**What you should do**
Find each line of the entries with the string "building", please, and copy it.

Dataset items
※ ※ ※

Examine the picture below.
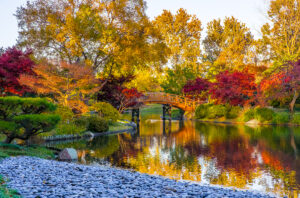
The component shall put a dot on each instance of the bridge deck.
(181, 102)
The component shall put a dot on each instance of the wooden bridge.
(181, 102)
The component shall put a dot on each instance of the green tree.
(181, 33)
(175, 79)
(226, 45)
(25, 117)
(281, 37)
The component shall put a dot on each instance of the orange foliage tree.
(69, 84)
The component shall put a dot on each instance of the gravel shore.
(34, 177)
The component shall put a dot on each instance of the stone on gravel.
(68, 154)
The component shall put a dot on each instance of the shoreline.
(245, 123)
(32, 177)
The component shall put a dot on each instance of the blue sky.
(251, 12)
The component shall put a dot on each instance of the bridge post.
(167, 111)
(181, 114)
(135, 113)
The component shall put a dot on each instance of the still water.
(262, 158)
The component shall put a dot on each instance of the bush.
(280, 118)
(81, 121)
(296, 119)
(25, 117)
(233, 112)
(248, 115)
(216, 111)
(65, 113)
(105, 111)
(97, 124)
(202, 111)
(263, 114)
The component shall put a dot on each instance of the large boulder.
(68, 154)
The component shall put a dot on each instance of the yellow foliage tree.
(181, 33)
(226, 45)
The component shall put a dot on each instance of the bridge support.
(135, 114)
(181, 114)
(167, 111)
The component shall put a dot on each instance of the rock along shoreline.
(35, 177)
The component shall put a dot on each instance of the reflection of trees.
(230, 148)
(221, 154)
(103, 146)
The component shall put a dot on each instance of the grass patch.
(5, 192)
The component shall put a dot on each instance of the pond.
(262, 158)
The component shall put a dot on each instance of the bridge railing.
(180, 101)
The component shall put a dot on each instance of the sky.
(251, 12)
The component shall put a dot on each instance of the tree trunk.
(9, 139)
(292, 104)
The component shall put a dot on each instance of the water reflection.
(263, 158)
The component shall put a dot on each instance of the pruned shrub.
(233, 112)
(263, 114)
(296, 119)
(216, 111)
(105, 111)
(97, 124)
(280, 118)
(81, 121)
(25, 117)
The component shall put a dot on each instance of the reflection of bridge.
(168, 101)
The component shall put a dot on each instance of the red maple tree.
(13, 63)
(283, 84)
(235, 88)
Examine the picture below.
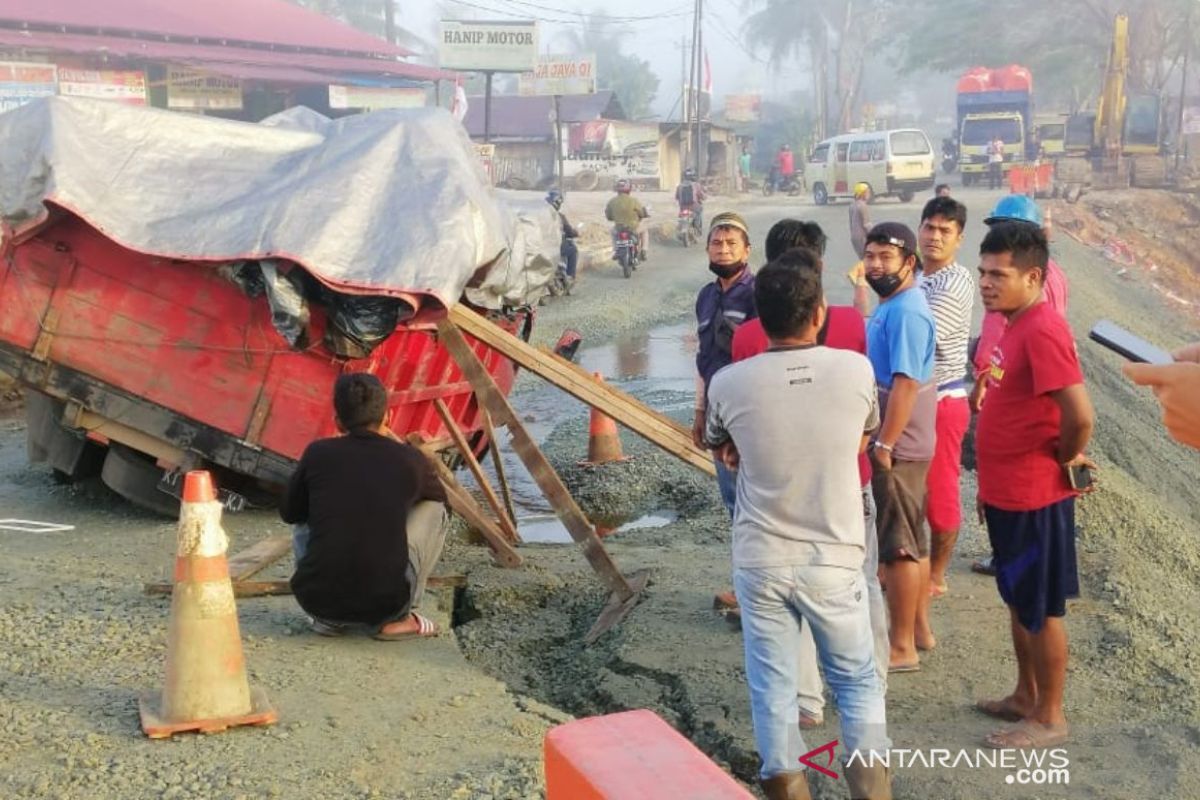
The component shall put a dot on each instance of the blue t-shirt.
(900, 340)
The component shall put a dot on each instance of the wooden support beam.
(493, 446)
(569, 512)
(655, 427)
(465, 505)
(460, 440)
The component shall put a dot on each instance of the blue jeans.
(833, 601)
(811, 697)
(727, 482)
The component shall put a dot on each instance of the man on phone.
(1030, 446)
(1177, 388)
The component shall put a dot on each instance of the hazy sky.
(657, 40)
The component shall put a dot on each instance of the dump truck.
(175, 329)
(994, 102)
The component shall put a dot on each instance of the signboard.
(192, 89)
(126, 86)
(601, 151)
(22, 82)
(375, 97)
(743, 108)
(487, 46)
(561, 74)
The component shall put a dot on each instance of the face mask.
(726, 272)
(886, 284)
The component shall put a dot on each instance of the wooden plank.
(492, 398)
(465, 505)
(258, 557)
(493, 446)
(653, 426)
(460, 440)
(273, 588)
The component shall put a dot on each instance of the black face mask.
(726, 272)
(886, 284)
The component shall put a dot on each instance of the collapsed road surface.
(361, 719)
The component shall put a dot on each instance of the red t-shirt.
(1017, 435)
(844, 330)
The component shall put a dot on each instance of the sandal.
(426, 629)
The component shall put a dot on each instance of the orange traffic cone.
(604, 441)
(205, 687)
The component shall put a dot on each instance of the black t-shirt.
(355, 493)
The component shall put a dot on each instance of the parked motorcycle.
(687, 228)
(792, 185)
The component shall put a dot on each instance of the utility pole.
(389, 20)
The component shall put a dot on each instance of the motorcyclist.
(785, 164)
(627, 214)
(568, 250)
(690, 196)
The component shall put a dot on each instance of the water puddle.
(546, 529)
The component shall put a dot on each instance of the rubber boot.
(786, 786)
(869, 782)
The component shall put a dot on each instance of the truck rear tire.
(136, 476)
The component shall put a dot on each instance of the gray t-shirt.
(797, 417)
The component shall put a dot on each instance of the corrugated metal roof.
(269, 22)
(202, 54)
(528, 118)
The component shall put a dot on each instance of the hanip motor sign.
(487, 46)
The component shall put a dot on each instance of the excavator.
(1121, 143)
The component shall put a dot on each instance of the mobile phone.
(1080, 476)
(1125, 343)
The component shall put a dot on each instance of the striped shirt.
(951, 295)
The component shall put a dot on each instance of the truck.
(994, 102)
(148, 346)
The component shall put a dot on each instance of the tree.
(838, 36)
(628, 76)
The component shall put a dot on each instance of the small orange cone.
(604, 441)
(205, 687)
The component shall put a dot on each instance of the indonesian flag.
(459, 107)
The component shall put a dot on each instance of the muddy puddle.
(655, 366)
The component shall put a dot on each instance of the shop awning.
(201, 54)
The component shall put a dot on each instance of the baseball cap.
(729, 220)
(893, 233)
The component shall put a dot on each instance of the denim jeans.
(833, 601)
(727, 482)
(809, 690)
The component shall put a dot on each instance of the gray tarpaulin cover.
(388, 203)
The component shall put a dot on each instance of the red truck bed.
(174, 350)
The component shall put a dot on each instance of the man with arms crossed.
(900, 343)
(798, 530)
(949, 292)
(1032, 429)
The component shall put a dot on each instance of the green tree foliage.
(628, 76)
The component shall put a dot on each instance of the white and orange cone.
(205, 687)
(604, 440)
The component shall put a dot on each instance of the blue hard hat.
(1015, 208)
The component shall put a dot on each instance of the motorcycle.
(627, 250)
(687, 228)
(792, 185)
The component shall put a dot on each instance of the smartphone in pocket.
(1080, 476)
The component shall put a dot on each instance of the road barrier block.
(630, 756)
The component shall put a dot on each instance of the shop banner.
(561, 74)
(24, 80)
(126, 86)
(375, 97)
(192, 89)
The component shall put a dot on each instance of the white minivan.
(892, 162)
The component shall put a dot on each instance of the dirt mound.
(1146, 234)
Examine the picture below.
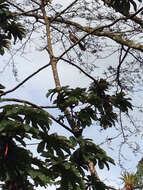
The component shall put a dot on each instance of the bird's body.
(74, 39)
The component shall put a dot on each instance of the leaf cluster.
(91, 104)
(122, 6)
(9, 27)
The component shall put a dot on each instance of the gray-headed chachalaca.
(74, 39)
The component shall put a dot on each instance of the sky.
(35, 89)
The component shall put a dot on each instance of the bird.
(74, 39)
(1, 86)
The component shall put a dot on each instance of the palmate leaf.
(55, 143)
(91, 152)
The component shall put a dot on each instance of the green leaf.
(41, 147)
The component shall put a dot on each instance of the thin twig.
(25, 80)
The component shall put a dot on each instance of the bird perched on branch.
(74, 39)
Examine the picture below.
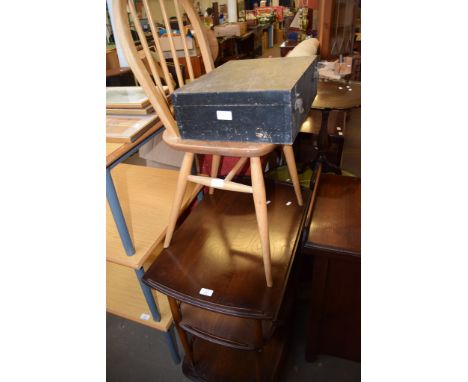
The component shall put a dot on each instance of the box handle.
(299, 104)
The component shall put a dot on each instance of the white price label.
(224, 115)
(206, 292)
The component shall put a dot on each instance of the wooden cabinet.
(334, 241)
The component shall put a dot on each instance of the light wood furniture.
(145, 195)
(139, 200)
(152, 85)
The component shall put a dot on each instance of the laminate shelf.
(125, 299)
(145, 195)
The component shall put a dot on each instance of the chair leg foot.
(259, 195)
(179, 195)
(214, 169)
(291, 162)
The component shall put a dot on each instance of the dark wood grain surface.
(334, 320)
(218, 248)
(230, 331)
(215, 363)
(336, 95)
(336, 218)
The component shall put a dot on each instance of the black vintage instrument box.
(260, 100)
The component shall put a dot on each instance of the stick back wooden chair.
(153, 87)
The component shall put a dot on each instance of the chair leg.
(179, 195)
(258, 187)
(291, 162)
(216, 159)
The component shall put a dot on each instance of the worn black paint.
(269, 99)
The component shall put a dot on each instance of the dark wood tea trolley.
(232, 326)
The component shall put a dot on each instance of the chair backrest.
(147, 66)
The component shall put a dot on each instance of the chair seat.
(234, 149)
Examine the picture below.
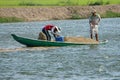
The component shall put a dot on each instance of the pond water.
(84, 62)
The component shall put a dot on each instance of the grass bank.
(108, 14)
(56, 2)
(10, 19)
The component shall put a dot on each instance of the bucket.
(61, 39)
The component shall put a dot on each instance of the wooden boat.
(35, 43)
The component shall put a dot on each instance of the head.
(57, 29)
(93, 12)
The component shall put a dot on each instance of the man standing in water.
(94, 20)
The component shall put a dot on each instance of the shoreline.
(56, 12)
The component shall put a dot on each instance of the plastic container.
(60, 38)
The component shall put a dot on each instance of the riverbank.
(57, 12)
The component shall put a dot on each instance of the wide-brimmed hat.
(58, 29)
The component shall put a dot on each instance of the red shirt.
(48, 27)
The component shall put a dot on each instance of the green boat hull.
(36, 43)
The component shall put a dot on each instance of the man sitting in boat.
(53, 29)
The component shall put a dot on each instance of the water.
(84, 62)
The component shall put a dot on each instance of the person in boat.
(54, 30)
(94, 20)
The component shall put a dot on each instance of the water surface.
(84, 62)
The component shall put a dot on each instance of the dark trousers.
(47, 34)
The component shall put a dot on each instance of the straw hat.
(93, 11)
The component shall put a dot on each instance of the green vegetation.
(56, 2)
(10, 19)
(110, 14)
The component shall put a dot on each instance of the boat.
(42, 43)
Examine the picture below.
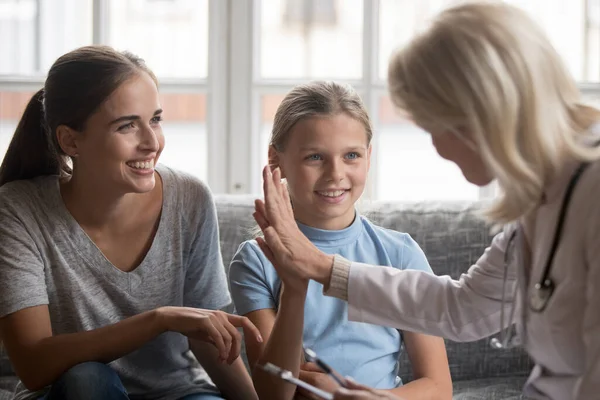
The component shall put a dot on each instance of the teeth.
(334, 193)
(141, 164)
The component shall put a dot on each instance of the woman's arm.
(39, 358)
(589, 384)
(463, 310)
(467, 309)
(283, 343)
(431, 372)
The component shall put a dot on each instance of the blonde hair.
(317, 99)
(488, 69)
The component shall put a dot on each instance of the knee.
(89, 380)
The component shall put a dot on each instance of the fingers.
(216, 337)
(226, 338)
(247, 325)
(236, 338)
(352, 384)
(260, 220)
(311, 367)
(270, 192)
(345, 394)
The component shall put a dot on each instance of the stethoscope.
(544, 288)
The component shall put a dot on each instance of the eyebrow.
(353, 148)
(133, 117)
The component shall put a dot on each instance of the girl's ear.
(274, 160)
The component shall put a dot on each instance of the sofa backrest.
(452, 236)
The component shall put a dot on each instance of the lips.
(143, 164)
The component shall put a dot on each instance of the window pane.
(409, 167)
(311, 39)
(268, 107)
(172, 36)
(573, 29)
(184, 127)
(31, 38)
(12, 105)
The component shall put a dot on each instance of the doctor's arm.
(589, 384)
(462, 310)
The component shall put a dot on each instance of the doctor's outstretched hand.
(355, 391)
(295, 258)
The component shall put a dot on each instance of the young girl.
(110, 270)
(321, 142)
(499, 102)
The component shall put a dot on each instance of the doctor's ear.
(274, 161)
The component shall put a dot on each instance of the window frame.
(234, 89)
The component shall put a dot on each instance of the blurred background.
(224, 66)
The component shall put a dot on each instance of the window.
(225, 65)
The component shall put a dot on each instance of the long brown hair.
(77, 84)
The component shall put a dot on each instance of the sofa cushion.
(508, 388)
(452, 236)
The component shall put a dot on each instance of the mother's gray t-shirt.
(47, 258)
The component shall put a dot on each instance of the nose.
(149, 140)
(335, 171)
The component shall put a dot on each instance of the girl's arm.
(431, 372)
(232, 380)
(282, 332)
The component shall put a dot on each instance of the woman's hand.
(211, 326)
(355, 391)
(312, 374)
(293, 255)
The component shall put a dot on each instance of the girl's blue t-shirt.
(368, 353)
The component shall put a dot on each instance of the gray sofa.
(452, 237)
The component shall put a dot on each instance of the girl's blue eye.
(128, 125)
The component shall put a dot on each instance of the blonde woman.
(498, 101)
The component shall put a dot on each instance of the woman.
(110, 268)
(498, 101)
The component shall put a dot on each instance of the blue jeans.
(89, 380)
(202, 396)
(97, 381)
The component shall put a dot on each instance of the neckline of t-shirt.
(90, 252)
(331, 238)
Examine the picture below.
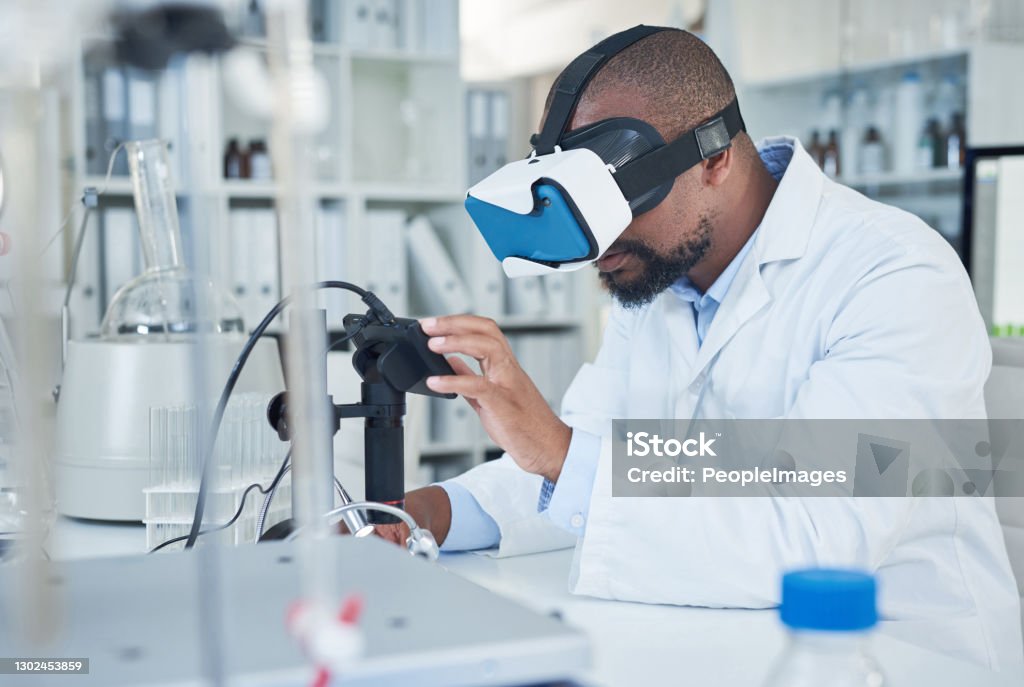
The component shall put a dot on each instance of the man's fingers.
(479, 346)
(449, 325)
(392, 533)
(470, 386)
(462, 369)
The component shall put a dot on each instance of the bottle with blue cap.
(829, 614)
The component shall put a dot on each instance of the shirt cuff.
(567, 502)
(471, 527)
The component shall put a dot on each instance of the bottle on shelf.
(245, 164)
(829, 614)
(816, 149)
(259, 160)
(927, 144)
(857, 116)
(955, 143)
(872, 152)
(829, 158)
(232, 160)
(906, 123)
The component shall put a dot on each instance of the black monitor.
(993, 234)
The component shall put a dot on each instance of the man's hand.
(430, 508)
(513, 412)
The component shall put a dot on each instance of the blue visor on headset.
(563, 206)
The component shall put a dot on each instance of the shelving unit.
(395, 141)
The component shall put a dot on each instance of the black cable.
(380, 311)
(273, 484)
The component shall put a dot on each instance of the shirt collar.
(790, 164)
(686, 290)
(776, 155)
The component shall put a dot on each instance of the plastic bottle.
(955, 144)
(906, 123)
(829, 614)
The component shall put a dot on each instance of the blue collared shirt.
(568, 505)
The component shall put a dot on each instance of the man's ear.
(714, 171)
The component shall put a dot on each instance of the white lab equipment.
(247, 453)
(142, 358)
(833, 314)
(829, 614)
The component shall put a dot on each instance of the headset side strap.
(574, 78)
(668, 162)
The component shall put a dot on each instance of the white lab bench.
(633, 644)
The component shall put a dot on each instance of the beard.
(656, 271)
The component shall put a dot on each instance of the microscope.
(392, 359)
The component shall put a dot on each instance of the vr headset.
(562, 207)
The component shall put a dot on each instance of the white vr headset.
(562, 207)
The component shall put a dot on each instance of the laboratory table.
(633, 644)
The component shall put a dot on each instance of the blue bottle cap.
(827, 599)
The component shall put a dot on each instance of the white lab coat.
(843, 308)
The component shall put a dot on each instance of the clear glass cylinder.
(826, 659)
(163, 299)
(156, 204)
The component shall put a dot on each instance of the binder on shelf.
(480, 270)
(170, 89)
(141, 105)
(526, 297)
(440, 27)
(436, 285)
(323, 20)
(357, 24)
(122, 258)
(386, 258)
(115, 120)
(385, 25)
(239, 272)
(331, 252)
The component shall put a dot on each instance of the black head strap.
(690, 147)
(574, 78)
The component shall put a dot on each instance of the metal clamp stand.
(392, 358)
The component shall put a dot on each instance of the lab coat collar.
(785, 228)
(782, 234)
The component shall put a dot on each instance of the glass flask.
(162, 301)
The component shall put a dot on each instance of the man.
(758, 288)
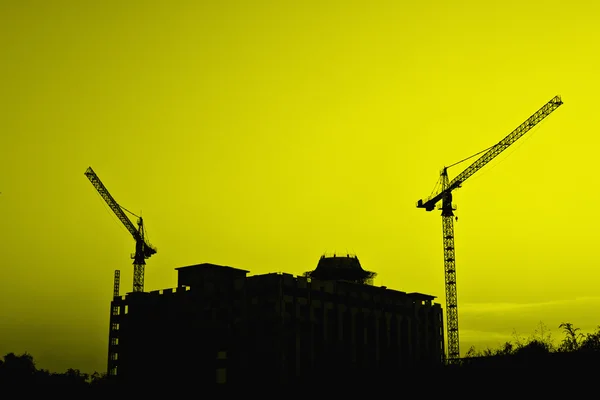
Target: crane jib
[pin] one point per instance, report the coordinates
(452, 331)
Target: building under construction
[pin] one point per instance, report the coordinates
(221, 326)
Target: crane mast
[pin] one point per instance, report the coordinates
(143, 249)
(445, 196)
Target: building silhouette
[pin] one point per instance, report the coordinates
(222, 326)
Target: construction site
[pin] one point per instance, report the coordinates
(219, 325)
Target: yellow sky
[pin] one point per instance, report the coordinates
(261, 134)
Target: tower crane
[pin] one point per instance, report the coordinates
(445, 196)
(143, 249)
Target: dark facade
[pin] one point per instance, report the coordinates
(221, 326)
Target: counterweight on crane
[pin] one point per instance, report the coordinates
(445, 195)
(143, 249)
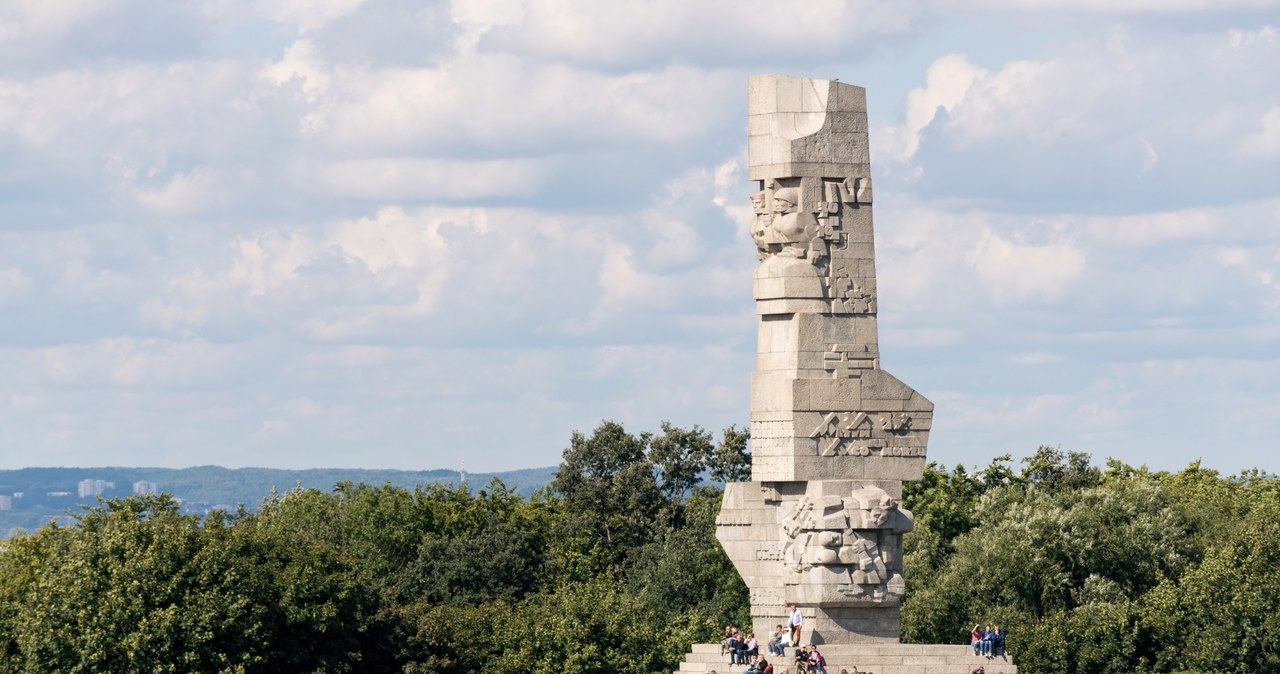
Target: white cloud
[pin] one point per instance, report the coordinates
(13, 285)
(1018, 273)
(1266, 141)
(1115, 7)
(307, 14)
(945, 85)
(391, 179)
(301, 60)
(755, 30)
(184, 195)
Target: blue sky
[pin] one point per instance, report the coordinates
(406, 234)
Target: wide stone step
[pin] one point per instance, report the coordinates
(869, 658)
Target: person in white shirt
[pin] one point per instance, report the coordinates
(795, 623)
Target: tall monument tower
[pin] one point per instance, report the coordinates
(832, 435)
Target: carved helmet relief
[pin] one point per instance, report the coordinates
(841, 546)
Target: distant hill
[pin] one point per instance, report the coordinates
(31, 496)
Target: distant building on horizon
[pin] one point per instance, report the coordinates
(92, 487)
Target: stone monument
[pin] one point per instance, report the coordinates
(832, 435)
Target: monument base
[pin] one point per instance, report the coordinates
(868, 658)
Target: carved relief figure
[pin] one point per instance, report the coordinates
(845, 550)
(762, 224)
(789, 228)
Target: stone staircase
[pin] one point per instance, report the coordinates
(869, 659)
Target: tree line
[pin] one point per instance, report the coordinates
(615, 568)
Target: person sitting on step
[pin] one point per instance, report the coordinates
(746, 649)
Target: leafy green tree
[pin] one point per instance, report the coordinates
(608, 487)
(1054, 470)
(1224, 615)
(730, 459)
(132, 590)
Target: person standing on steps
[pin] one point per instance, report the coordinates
(796, 624)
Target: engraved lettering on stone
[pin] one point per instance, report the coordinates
(846, 361)
(769, 553)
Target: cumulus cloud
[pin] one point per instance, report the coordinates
(945, 85)
(1018, 273)
(631, 35)
(236, 229)
(1266, 141)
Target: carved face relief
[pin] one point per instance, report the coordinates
(758, 205)
(785, 201)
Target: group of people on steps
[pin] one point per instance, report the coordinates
(745, 650)
(988, 641)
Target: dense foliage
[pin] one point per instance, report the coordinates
(1121, 569)
(615, 569)
(612, 569)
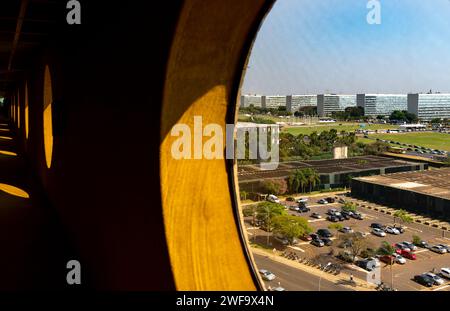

※ ※ ※

**Output for this task**
Target: building under construction
Target: building silhouette
Target: distant building on horizon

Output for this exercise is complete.